(GIVEN EXERCISE)
Copy all of the items below line for line, without changing anything.
......
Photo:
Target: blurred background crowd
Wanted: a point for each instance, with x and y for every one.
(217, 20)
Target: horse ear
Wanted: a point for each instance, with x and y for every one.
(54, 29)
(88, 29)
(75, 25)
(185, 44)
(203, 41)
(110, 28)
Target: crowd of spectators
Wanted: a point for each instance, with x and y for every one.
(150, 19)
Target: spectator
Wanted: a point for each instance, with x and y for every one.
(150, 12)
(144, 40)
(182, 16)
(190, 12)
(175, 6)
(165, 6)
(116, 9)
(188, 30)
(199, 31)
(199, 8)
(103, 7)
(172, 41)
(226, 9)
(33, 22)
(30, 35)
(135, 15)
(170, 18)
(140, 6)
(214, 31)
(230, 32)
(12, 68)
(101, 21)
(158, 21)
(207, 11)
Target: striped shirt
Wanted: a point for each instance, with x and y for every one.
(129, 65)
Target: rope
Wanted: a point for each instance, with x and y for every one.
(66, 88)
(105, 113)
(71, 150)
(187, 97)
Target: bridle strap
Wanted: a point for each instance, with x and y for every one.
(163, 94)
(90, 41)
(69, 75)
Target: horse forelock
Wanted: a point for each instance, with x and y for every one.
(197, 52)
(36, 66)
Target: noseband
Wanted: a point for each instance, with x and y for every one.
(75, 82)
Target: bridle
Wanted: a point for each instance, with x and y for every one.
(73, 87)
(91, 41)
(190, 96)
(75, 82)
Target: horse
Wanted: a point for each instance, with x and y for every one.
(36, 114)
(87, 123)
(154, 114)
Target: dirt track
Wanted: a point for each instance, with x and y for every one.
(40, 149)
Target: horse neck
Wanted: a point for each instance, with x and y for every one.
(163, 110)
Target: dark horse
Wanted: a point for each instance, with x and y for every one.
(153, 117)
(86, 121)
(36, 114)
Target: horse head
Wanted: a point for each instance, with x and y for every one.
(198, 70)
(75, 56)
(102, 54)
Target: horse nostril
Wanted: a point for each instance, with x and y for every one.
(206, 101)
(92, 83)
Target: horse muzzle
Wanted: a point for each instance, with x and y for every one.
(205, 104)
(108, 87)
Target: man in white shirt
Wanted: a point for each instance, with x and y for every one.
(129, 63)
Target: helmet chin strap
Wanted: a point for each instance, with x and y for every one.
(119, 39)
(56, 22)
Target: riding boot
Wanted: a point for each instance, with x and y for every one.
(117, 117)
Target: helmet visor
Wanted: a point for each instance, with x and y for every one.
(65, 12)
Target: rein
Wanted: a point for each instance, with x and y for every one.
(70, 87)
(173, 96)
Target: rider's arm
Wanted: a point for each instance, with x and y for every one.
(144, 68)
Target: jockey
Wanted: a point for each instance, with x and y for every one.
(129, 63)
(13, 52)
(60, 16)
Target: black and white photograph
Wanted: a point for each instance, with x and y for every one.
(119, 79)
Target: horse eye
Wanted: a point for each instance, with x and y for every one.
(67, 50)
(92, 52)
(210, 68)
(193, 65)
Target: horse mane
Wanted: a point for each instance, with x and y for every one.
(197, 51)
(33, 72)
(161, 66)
......
(OUTPUT BELOW)
Photo:
Target: blurred background crowd
Wanted: a point for each instance, with x and y for every one.
(217, 20)
Target: horse ear
Wanted: a point for each instance, with x and y for every one.
(54, 29)
(88, 29)
(75, 25)
(185, 44)
(203, 41)
(110, 28)
Target: crowd of spectators
Wanted: a point for each instance, with x and y for every one.
(150, 19)
Target: spectator
Wanted: a point for each instance, with x and y for every one.
(150, 12)
(144, 40)
(182, 16)
(190, 12)
(175, 6)
(165, 6)
(116, 9)
(188, 30)
(199, 31)
(199, 8)
(103, 7)
(172, 41)
(226, 9)
(33, 22)
(30, 35)
(135, 15)
(170, 18)
(140, 6)
(214, 31)
(230, 32)
(12, 68)
(101, 21)
(158, 21)
(207, 11)
Target: striped shirt
Wanted: a point for each instance, with x and y for every one.
(129, 65)
Target: rope
Wanted: a point for each instance, with x and y for every one.
(66, 88)
(105, 113)
(71, 150)
(187, 97)
Target: bridle strap
Wanted: a point for each instance, with x and y for every one.
(163, 94)
(90, 41)
(69, 75)
Target: horse forelock
Wanted: a point for each instance, with x and y for every one.
(197, 52)
(36, 66)
Target: noseband
Wanted: a point for each instance, with x and y for every one.
(75, 82)
Target: bridle
Wanted: a point for each instance, with x and y for every one.
(73, 87)
(91, 41)
(190, 96)
(75, 82)
Target: horse
Wanted: a point for each instance, with x and y for every one.
(36, 114)
(87, 123)
(154, 114)
Target: dirt track
Wanted: a point for each instance, with x and y for every one.
(40, 149)
Target: horse neck
Wanted: a point for each instance, with x and y for every one.
(163, 110)
Target: dark horse
Wanted: a point for each instance, with x and y for every one.
(153, 117)
(86, 121)
(36, 114)
Target: horse head
Wanted: a point for each instance, with x and y for every one.
(198, 70)
(75, 56)
(102, 54)
Target: horse nostril
Wanted: a point for each instance, with x and y for every one.
(206, 101)
(92, 83)
Target: horse muzzle
Wanted: a point for each instance, with x and y for every one.
(205, 104)
(108, 87)
Target: man in white shirt
Wanted: a point for each instance, with x and y for every one.
(129, 63)
Target: helmet chin strap
Wanted: a point for each instance, with x and y for every one.
(119, 39)
(56, 22)
Target: riding boot
Wanted: a point for each instance, with x and y for every one.
(117, 117)
Target: helmet visor
Wanted: a point for each instance, with x and y for every one.
(65, 12)
Target: rein
Wanted: a point for each instance, with x and y for every one.
(70, 87)
(173, 96)
Target: rider's arm
Wanted: a point for each instance, with x and y for every one.
(144, 68)
Target: jockey
Wanted: a point for each instance, with x and y for every one.
(129, 63)
(13, 52)
(60, 16)
Target: black and white photograph
Wanted: a point for each instance, with x and y for every one.
(119, 79)
Target: horse eye
Wanted: a point for each instance, with x and y for every one.
(67, 50)
(92, 52)
(210, 68)
(193, 65)
Target: horse mane
Wanted: a point for each instance, with x and y for every one.
(197, 51)
(33, 72)
(161, 66)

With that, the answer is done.